» AIM OF THE TASK
Among the entries below, find the lines that contain the string "rack". State only how many there are.

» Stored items

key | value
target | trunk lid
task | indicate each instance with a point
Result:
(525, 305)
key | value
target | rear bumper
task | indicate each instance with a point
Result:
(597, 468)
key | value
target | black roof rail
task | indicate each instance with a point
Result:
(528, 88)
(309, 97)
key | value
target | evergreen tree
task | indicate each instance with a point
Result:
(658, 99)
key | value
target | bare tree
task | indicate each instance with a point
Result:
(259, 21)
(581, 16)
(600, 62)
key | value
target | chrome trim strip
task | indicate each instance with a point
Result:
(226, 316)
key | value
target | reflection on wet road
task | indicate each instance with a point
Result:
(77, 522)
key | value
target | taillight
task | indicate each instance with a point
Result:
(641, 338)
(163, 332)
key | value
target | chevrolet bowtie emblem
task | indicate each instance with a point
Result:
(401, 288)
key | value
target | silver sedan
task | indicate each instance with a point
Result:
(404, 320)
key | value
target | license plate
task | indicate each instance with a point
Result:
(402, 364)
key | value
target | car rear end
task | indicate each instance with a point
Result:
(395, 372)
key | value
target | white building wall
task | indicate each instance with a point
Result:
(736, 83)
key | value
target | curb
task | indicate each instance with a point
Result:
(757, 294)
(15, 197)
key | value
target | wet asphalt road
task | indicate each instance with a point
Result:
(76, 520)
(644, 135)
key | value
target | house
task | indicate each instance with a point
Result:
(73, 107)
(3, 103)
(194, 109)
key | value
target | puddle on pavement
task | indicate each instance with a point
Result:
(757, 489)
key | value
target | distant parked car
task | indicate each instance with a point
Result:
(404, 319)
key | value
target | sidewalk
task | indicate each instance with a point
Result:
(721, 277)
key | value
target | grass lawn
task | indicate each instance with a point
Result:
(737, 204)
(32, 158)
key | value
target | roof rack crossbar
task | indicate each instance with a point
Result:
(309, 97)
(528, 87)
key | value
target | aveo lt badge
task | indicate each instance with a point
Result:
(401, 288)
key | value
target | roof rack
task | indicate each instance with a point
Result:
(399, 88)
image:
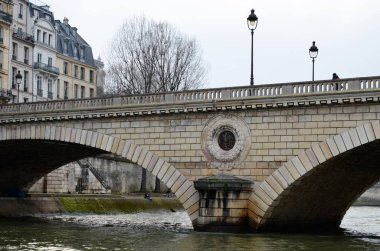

» ANSWER AREA
2